#### Action item:
Return the following data exactly, with all pictures left out.

★ ★ ★ ★

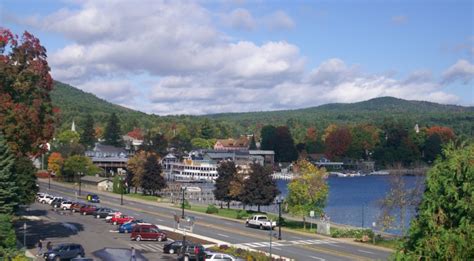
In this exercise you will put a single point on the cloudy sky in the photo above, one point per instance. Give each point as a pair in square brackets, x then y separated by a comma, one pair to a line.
[199, 57]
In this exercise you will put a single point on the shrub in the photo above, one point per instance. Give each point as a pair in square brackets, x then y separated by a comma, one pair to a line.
[212, 209]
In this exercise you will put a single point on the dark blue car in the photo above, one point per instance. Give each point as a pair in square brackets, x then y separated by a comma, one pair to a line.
[127, 227]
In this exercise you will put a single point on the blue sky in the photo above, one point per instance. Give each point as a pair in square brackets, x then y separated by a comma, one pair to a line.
[198, 57]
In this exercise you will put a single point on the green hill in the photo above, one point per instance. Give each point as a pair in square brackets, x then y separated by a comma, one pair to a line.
[75, 104]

★ ★ ★ ★

#### Exercise solution:
In this exercise you will put a single point on the cloudy sky in the photo above, one point per instance. Give each point as a pair in square brackets, x then y separated by a comma, one pair to a line.
[199, 57]
In this exercise you will put a single point on the shrub in the photo above, one point per instance. Give each point as a pair in square brackets, x then y separated by a comma, one pair to a line.
[212, 209]
In this exercise you will put a single point on the dark blue car in the photo above, one point per instance. Give each point as a pair in square brackets, x then y separated by a comma, one pair to a line.
[127, 227]
In this exercise you will put a single point on the blue sky in the photo above, one point per instance. Give each point as a pair in square brackets, x then y separated by a comma, one pair to a line.
[198, 57]
In this exercise you will put a single point on the green hill in the photo above, one point per instance. Give each point as a pair in square brackets, x then y separated by a comma, one pair to a line.
[75, 104]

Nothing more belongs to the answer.